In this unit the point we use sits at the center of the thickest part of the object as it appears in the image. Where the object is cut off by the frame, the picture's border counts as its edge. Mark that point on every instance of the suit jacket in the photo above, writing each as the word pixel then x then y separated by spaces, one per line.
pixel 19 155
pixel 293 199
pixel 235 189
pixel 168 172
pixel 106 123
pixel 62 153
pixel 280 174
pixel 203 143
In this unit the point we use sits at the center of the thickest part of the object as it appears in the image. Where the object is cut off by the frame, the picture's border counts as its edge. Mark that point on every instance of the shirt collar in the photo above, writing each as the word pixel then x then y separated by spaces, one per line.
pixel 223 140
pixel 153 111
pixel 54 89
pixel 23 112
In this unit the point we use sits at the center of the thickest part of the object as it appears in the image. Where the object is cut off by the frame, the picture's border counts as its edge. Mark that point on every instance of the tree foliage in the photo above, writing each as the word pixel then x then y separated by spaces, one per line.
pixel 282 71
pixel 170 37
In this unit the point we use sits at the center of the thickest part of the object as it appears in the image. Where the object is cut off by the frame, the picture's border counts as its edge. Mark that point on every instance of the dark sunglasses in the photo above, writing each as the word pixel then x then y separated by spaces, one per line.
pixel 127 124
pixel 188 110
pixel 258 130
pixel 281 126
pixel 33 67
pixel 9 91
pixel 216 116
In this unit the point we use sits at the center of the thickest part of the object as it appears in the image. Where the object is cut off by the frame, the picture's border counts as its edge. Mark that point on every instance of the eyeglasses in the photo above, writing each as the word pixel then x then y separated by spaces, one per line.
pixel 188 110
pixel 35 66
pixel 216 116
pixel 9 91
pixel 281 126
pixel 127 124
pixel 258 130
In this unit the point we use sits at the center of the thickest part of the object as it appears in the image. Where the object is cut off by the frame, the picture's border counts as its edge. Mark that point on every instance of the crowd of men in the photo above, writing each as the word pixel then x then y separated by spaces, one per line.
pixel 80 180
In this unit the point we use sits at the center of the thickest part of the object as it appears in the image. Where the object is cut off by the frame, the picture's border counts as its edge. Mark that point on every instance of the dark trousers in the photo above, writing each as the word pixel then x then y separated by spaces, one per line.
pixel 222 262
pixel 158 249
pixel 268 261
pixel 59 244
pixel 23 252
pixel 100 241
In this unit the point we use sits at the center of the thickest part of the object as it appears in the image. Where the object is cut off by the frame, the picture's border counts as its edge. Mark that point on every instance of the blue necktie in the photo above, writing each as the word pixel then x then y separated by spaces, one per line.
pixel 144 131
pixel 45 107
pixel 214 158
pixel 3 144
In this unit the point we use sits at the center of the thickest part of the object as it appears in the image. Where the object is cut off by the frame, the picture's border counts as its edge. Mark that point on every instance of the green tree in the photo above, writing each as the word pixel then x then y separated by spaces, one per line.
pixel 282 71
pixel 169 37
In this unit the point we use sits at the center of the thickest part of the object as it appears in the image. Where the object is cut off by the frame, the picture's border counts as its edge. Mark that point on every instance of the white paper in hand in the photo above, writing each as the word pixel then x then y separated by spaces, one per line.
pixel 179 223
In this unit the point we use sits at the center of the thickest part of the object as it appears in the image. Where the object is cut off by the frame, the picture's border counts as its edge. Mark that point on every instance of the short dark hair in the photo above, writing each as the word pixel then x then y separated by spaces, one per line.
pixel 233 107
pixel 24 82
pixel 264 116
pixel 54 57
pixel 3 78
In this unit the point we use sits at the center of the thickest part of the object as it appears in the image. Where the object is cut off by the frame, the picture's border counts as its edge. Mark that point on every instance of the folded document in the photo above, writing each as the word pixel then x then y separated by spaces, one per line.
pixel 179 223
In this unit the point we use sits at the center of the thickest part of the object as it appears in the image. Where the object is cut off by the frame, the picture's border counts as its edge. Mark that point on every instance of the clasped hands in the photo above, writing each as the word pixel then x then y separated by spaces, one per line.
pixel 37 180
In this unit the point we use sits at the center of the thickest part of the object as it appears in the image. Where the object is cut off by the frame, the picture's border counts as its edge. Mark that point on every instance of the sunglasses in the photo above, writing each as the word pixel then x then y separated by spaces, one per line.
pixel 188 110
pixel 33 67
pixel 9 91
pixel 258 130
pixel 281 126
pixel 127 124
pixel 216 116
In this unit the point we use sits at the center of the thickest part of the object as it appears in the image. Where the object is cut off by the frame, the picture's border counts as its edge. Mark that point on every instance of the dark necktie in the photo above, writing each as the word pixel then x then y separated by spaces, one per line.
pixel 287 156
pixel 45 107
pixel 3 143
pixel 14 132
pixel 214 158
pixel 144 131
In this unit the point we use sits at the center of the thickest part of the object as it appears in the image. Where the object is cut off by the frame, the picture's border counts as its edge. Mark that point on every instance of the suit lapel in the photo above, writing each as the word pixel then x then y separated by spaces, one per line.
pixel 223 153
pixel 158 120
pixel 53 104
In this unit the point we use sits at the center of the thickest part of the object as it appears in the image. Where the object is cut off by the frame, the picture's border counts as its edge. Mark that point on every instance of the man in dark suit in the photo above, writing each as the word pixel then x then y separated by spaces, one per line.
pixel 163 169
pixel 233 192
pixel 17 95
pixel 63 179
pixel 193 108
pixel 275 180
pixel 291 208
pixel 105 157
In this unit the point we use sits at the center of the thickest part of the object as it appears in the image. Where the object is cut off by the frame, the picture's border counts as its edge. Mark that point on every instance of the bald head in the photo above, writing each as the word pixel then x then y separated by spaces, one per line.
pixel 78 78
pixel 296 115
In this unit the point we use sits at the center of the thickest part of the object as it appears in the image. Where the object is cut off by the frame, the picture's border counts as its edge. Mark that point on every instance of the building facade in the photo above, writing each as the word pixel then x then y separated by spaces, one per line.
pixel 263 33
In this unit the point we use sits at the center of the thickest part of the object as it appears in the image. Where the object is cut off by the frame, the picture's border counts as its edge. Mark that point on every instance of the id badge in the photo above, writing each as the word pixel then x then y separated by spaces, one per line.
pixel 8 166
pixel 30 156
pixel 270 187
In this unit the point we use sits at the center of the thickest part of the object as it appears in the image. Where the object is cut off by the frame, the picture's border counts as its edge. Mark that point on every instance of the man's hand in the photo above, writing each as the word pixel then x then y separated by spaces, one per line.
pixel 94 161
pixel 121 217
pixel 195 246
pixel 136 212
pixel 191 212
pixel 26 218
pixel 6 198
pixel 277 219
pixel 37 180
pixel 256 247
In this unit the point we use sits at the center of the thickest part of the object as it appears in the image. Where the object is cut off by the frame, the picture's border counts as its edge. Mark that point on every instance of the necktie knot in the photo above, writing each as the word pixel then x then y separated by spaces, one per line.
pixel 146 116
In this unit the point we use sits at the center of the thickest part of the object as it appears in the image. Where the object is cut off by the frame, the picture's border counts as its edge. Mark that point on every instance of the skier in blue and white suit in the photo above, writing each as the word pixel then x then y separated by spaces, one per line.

━━━━

_Work instruction_
Go through the data and retype all of it exactly.

_Completed exercise_
In this unit the point we use sits at the center of the thickest part of the object as it appears in the image. Where the object is cut off by the frame, the picture's border counts as its edge. Mark that point on every instance of the suit jacket in the photo above, writing each as the word pixel then x then y separated by spaces, one per line.
pixel 19 155
pixel 293 199
pixel 235 189
pixel 168 172
pixel 106 123
pixel 62 153
pixel 280 174
pixel 203 143
In this unit the point we use sits at the center of the thickest part of the object as it appears in the image. Where the object is cut off by the frame, the picture's border counts as its edge. Mark that point on every instance of the shirt collar in the photo above, writing each as the word pixel then x then y separated by spaces, one per line.
pixel 223 140
pixel 153 111
pixel 54 89
pixel 23 112
In this unit the point we use sits at the center of the thickest part of the object as it appears in the image. Where the object is cut off by the frame, the picture's border counts as its edge. Mark that point on every instance of the tree foliage in the photo above, writing each as the word pixel then x then y separated by spaces, one per line.
pixel 282 71
pixel 170 37
In this unit the point we use sits at the center of the thickest part of the object as it appears in the image. Where the object is cut off by the frame, the picture's border counts as its edge. Mark that point on every instance of the dark sunglasses in the photo above, writing each as the word pixel then x then y separated by spaces, one per line.
pixel 127 124
pixel 188 110
pixel 258 130
pixel 281 126
pixel 33 67
pixel 9 91
pixel 216 116
In this unit the point we use sits at the center of the thickest part of the object as it appears in the image. Where the object is cut off by the frame, the picture's border counts as its edge. Mark that point on every instance of the eyeglasses in the photo above, writing each as the word pixel then x then y separated by spaces, one per line.
pixel 188 110
pixel 35 66
pixel 216 116
pixel 9 91
pixel 281 126
pixel 127 124
pixel 258 130
In this unit the point we use sits at the center of the thickest part of the object as it appears in the image. Where the object is cut off by the frame, the picture's border counts as its edge. Mark that point on every instance of the crowd of men in the photo above, writing each as the word pixel then x then y separated by spaces, one per line.
pixel 80 180
In this unit the point we use sits at the center of the thickest part of the object as it appears in the image. Where the object is cut off by the frame, the picture's border counts as its edge. Mark that point on every instance of the dark trousers in the photo above, writing each as the word pixel then x then y separated by spaces, one per line.
pixel 222 262
pixel 158 249
pixel 268 261
pixel 59 244
pixel 23 252
pixel 100 241
In this unit the point we use sits at the center of the thickest part of the object as it appears in the image. Where the object is cut off by the frame, the picture's border counts as its edge. Mark that point on every instance of the blue necktie in the photo above, writing each as the word pixel then x then y separated by spaces, one per line.
pixel 144 131
pixel 45 107
pixel 214 158
pixel 3 144
In this unit the point we use sits at the center of the thickest part of the object as it appears in the image. Where the object is cut off by the frame, the picture's border counts as its edge. Mark that point on every instance of the green tree in the photo above, writing each as the word pixel then x then y separated by spaces, one per line.
pixel 282 71
pixel 169 37
In this unit the point we use sits at the center of the thickest part of the object as it appears in the image. Where the object is cut off by the frame, the picture's border counts as its edge. Mark that point on every instance of the white paper in hand in the photo above, writing each as the word pixel then x then y separated by spaces, one per line.
pixel 179 223
In this unit the point we use sits at the center of the thickest part of the object as it appears in the image. Where the object is cut off by the frame, the picture's border counts as its edge. Mark that point on every instance of the short dark hair in the photo above, writing each as the word pixel then x then y separated by spaces, one per line.
pixel 233 107
pixel 24 82
pixel 264 116
pixel 54 57
pixel 3 78
In this unit the point we use sits at the center of the thickest part of the object as it appears in the image. Where the object is cut off by the frame, the picture's border counts as its edge. Mark that point on every instance of the folded document in the photo above, writing each as the word pixel then x then y separated by spaces, one per line.
pixel 179 223
In this unit the point we use sits at the center of the thickest part of the object as it appears in the image. Where the object is cut off by the frame, the picture's border counts as its edge. Mark that point on every instance of the clasped hands in the photo above, writing each as the word pixel then x then y separated by spaces, one per line.
pixel 37 180
In this unit the point we use sits at the center of the thickest part of the object as it appears in the image. Where the object is cut off by the frame, the picture's border counts as its edge. Mark that point on every instance of the sunglasses in the photo above, writing each as the word pixel then x then y separated by spaces, one per line.
pixel 188 110
pixel 33 67
pixel 9 91
pixel 258 130
pixel 281 126
pixel 127 124
pixel 216 116
In this unit the point we use sits at the center of the thickest part of the object as it appears in the image. Where the object is cut off by the frame, the picture's border counts as its edge. Mark that point on every instance of the dark necktie in the photo above, writing each as the word pixel then x then y separated by spaces, one per line.
pixel 287 156
pixel 45 107
pixel 3 143
pixel 14 132
pixel 214 158
pixel 144 131
In this unit the point we use sits at the center of the thickest part of the object as it appears in the image. Where the object is cut off by the frame, the picture's border counts as its edge. Mark that point on every instance of the suit lapel in the photo above, writing each as the word pixel then x then y separated by spaces, one per line.
pixel 223 153
pixel 158 120
pixel 53 104
In this unit the point we use sits at the center of the thickest part of the object as it appears in the image. Where the object is cut off by the frame, the picture's border counts as its edge. Mark that point on every instance of the man in dark suit in the photo above, writing each as the word pixel then x then y separated by spaces, one per line.
pixel 163 169
pixel 233 192
pixel 17 95
pixel 63 179
pixel 193 108
pixel 275 180
pixel 291 208
pixel 105 157
In this unit the point we use sits at the center of the thickest part of the object as it appears in the image. Where the object is cut off by the frame, the picture's border counts as its edge. Mark that point on every instance of the bald head in the photo above, writing each as the word pixel then x then y separated by spaces, one per line.
pixel 78 78
pixel 296 115
In this unit the point we use sits at the center of the thickest part of the object as it appears in the image. Where the object is cut off by the frame, the picture's border counts as its edge. Mark that point on every instance of the building facade in the photo above, writing each as the word pixel then x then y separated by spaces, one per line.
pixel 263 33
In this unit the point we use sits at the center of the thickest part of the object as it appears in the image. Where the object is cut off by the frame, the picture's border counts as its edge. Mark that point on every instance of the id badge in the photo above, writing each as the word pixel then x then y separated by spaces, one per line.
pixel 8 166
pixel 30 156
pixel 270 187
In this unit the point we use sits at the center of the thickest part of the object as it appears in the image. Where the object is cut off by the frame, the picture's border counts as its edge. Mark that point on every instance of the man's hand in the photo above, writing each as the word pixel then x then y separated by spaces, one per line.
pixel 94 161
pixel 121 217
pixel 195 246
pixel 136 212
pixel 191 212
pixel 26 218
pixel 6 198
pixel 277 219
pixel 37 180
pixel 256 247
In this unit the point we use sits at the center of the thickest part of the object as it appears in the image. Where the object is cut off by the frame, the picture's border counts as its edge. Mark that point on every instance of the necktie knot in the photo above, writing each as the word pixel then x then y separated by spaces, one per line.
pixel 146 116
In this unit the point we use sits at the center of the thickest part of the object as it appears in the image. Where the object is cut off by the frame, the picture's border counts as its edge. Mark that point on every instance of the skier in blue and white suit in the photo above, writing each as the word pixel then x then y separated by spaces, one per line.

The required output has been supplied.